Recopiez en entier, sans rien modifier, le texte sur le livre « La face cachée du Monde ».

[Texte à lire]

Résumé des épisodes précédents
… Et compléments à notre article : La face cachée du Monde » : ce n’est qu’un début…
L’Express, le premier, a ouvert les « hostilités », mu, on s’en doute, par un goût immodéré de la vérité, en publiant en exclusivité douze pages du livre de Pierre Péan et Philippe Cohen (lien périmé).
Le Canard Enchainé, moins suspect de participer à une guerre des gangs, a détaillé dans son numéro de mercredi 19 février, l’une des révélations du livre : l’intervention de la direction du Monde auprès du gouvernement de Lionel Jospin au profit des Nouvelles Messageries de la Presse Parisienne, suivie de la facturation de ses services pour "participations aux réunions, tables rondes, assistance et conseils en communication", à hauteur d’1 million de francs.
– Denis Jeambar, dans son éditorial de présentation du « dossier » de L’Express, oppose à toutes les critiques que l’on pourrait faire à ce délicieux hebdomadaire… le rôle de contre-pouvoir à l’égard du contre-pouvoir que Le Monde prétend exercer. Charmante perspective qui nous vaut les déclarations suivantes :
« Nous avons pris, cependant, le parti de consacrer notre couverture à ce livre parce que, depuis vingt ans, tous les pouvoirs (le politique, les grandes institutions, les entreprises, les Eglises, etc.) ont été, tour à tour, soumis au contrôle des médias et y ont perdu de leur sacré et de leur superbe. Seule la presse, parce qu’elle est un contre-pouvoir et l’arme principale de la transparence démocratique, ne rend de comptes à personne, sauf en justice quand elle est poursuivie. Peut-elle s’exonérer durablement d’un regard sur elle-même au nom d’une confraternité sans faille et d’une omerta corporatiste ? »

[/Texte à lire]
[Données sources]

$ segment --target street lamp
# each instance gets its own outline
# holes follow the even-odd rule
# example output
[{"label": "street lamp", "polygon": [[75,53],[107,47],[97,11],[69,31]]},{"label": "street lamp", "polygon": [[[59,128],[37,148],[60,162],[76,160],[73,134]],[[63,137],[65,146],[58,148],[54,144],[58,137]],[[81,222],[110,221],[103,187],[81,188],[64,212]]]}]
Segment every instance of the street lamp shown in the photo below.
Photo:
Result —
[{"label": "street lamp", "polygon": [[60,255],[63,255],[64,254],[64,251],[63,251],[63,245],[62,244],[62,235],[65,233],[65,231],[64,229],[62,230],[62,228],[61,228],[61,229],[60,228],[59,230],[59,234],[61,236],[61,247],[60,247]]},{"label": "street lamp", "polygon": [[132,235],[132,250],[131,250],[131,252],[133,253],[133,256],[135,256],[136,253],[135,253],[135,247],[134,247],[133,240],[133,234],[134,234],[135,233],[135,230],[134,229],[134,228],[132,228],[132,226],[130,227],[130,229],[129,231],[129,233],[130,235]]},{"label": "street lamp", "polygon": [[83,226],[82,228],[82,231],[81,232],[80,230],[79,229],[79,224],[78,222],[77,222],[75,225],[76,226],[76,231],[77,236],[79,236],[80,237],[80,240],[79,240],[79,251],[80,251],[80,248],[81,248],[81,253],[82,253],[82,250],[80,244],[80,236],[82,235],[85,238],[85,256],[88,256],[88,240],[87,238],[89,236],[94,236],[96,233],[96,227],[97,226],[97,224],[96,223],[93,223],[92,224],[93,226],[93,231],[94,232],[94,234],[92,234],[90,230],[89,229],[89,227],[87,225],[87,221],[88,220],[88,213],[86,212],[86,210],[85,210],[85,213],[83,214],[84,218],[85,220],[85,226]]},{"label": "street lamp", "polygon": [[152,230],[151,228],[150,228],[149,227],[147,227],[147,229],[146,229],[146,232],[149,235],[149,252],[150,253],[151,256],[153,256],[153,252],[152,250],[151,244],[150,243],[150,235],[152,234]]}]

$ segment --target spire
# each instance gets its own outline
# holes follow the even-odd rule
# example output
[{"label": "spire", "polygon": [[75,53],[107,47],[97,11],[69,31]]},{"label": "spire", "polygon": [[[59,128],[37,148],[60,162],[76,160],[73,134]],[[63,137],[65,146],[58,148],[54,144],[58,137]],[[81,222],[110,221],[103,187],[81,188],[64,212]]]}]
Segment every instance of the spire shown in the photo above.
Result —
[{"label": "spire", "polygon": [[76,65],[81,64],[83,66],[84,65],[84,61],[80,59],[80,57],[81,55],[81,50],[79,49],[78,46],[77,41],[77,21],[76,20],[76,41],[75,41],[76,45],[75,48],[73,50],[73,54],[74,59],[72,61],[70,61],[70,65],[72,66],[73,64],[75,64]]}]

[/Données sources]
[Données sources]

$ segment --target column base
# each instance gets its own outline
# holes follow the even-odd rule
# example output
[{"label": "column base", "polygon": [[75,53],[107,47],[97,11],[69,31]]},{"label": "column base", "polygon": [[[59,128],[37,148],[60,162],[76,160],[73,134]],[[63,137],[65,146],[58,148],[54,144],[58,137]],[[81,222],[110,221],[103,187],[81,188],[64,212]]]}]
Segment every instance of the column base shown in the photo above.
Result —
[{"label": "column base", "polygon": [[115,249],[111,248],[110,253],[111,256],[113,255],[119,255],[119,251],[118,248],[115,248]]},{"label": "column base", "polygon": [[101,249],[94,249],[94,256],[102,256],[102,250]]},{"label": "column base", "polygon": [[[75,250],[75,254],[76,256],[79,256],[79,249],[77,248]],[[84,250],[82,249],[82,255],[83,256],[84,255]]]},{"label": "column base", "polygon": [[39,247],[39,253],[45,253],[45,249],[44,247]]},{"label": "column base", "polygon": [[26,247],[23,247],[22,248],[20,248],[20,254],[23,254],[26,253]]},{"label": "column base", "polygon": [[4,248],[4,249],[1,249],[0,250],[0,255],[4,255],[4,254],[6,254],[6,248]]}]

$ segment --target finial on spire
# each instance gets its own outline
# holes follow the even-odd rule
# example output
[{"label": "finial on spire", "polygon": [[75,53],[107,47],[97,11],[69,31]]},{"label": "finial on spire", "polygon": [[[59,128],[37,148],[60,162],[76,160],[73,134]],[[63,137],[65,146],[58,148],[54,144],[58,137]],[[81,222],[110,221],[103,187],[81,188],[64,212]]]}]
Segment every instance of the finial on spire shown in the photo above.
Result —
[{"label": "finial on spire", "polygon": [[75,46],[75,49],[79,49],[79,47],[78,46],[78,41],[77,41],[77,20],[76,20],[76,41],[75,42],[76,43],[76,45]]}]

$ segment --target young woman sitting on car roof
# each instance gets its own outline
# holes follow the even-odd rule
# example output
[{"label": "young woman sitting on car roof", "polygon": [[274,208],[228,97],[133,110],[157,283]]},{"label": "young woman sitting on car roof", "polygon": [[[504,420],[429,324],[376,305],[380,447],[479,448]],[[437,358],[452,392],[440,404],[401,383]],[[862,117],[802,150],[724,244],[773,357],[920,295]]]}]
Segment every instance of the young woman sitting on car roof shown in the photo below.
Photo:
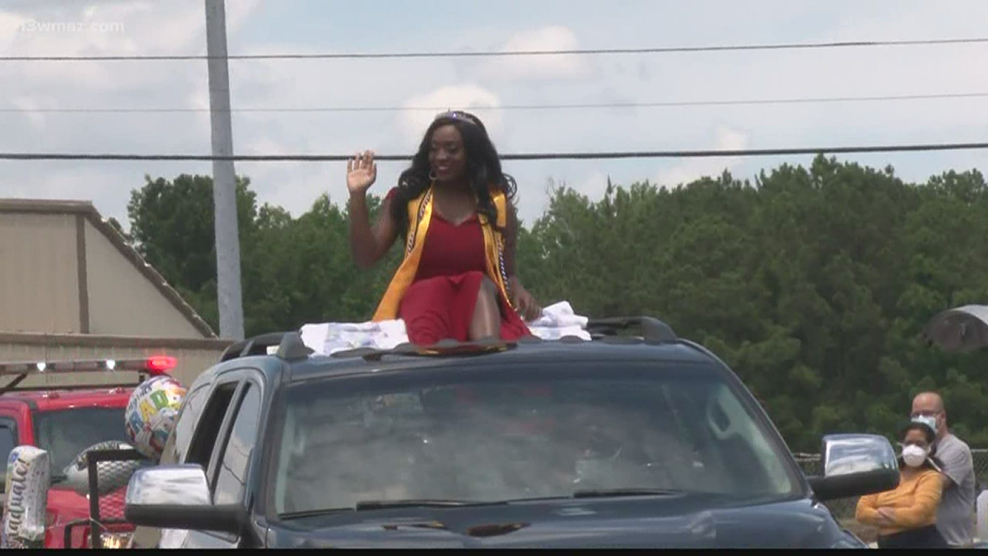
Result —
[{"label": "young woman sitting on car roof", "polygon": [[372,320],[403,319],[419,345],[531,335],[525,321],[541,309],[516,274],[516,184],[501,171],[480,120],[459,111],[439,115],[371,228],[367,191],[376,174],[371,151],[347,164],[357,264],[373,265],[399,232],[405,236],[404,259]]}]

[/Données sources]
[Données sources]

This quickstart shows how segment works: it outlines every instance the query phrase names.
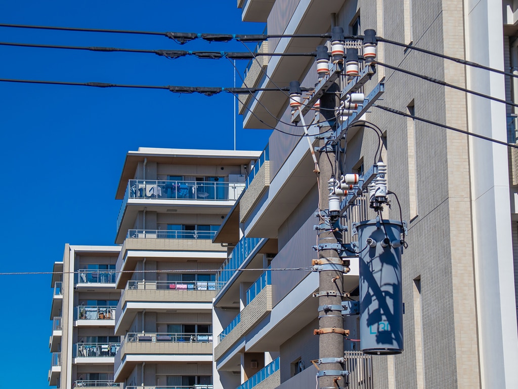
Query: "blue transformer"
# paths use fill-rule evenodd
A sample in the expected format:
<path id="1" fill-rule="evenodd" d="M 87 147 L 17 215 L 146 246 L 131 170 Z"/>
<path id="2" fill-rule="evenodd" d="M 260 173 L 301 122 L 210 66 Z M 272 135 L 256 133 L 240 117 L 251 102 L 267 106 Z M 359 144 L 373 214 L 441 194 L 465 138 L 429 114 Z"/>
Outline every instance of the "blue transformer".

[/Données sources]

**Réponse attendue:**
Résumé des épisodes précédents
… Et compléments à notre article : La face cachée du Monde » : ce n’est qu’un début…
L’Express, le premier, a ouvert les « hostilités », mu, on s’en doute, par un goût immodéré de la vérité, en publiant en exclusivité douze pages du livre de Pierre Péan et Philippe Cohen (lien périmé).
Le Canard Enchainé, moins suspect de participer à une guerre des gangs, a détaillé dans son numéro de mercredi 19 février, l’une des révélations du livre : l’intervention de la direction du Monde auprès du gouvernement de Lionel Jospin au profit des Nouvelles Messageries de la Presse Parisienne, suivie de la facturation de ses services pour "participations aux réunions, tables rondes, assistance et conseils en communication", à hauteur d’1 million de francs.
– Denis Jeambar, dans son éditorial de présentation du « dossier » de L’Express, oppose à toutes les critiques que l’on pourrait faire à ce délicieux hebdomadaire… le rôle de contre-pouvoir à l’égard du contre-pouvoir que Le Monde prétend exercer. Charmante perspective qui nous vaut les déclarations suivantes :
« Nous avons pris, cependant, le parti de consacrer notre couverture à ce livre parce que, depuis vingt ans, tous les pouvoirs (le politique, les grandes institutions, les entreprises, les Eglises, etc.) ont été, tour à tour, soumis au contrôle des médias et y ont perdu de leur sacré et de leur superbe. Seule la presse, parce qu’elle est un contre-pouvoir et l’arme principale de la transparence démocratique, ne rend de comptes à personne, sauf en justice quand elle est poursuivie. Peut-elle s’exonérer durablement d’un regard sur elle-même au nom d’une confraternité sans faille et d’une omerta corporatiste ? »